▸ **Set tasks**
(a) Answer these about the Easy Living album text:
(i) On what label and in what year was the album released?
(ii) Who wrote the Allmusic review?
(iii) On how many tracks does Charles Icarus Johnson appear?
(b) Copy the part of the Easy Living album text starting at "Easy Living is" and ending at "Johnson on two.".

Easy Living is an album by jazz saxophonist Sonny Rollins, released on the Milestone label in 1977, featuring performances by Rollins with George Duke, Paul Jackson and Tony Williams with Byron Miller and Bill Summers added on one track and Charles Icarus Johnson on two.

Reception

The Allmusic review by Scott Yanow states: "One of Sonny Rollins' better recordings of the 1970s, this spirited Milestone set finds the veteran tenor saxman adopting a thicker and raunchier R&B-ish tone."

▸ **Source material**
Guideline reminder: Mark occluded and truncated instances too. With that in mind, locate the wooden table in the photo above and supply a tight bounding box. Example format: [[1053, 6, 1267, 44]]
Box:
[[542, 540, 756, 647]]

▸ **Solution list**
(a)
(i) Milestone, 1977
(ii) Scott Yanow
(iii) Two

(b)
Easy Living is an album by jazz saxophonist Sonny Rollins, released on the Milestone label in 1977, featuring performances by Rollins with George Duke, Paul Jackson and Tony Williams with Byron Miller and Bill Summers added on one track and Charles Icarus Johnson on two.